Retyping the data exactly is the task. Include every line.

- - -

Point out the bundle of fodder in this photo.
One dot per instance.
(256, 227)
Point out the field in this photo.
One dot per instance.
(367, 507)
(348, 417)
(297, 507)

- - -

__WRITTEN ANSWER__
Point out the bundle of fodder in this photo.
One dot per instance.
(256, 227)
Point out the field in this photo.
One dot per instance.
(367, 507)
(348, 417)
(297, 507)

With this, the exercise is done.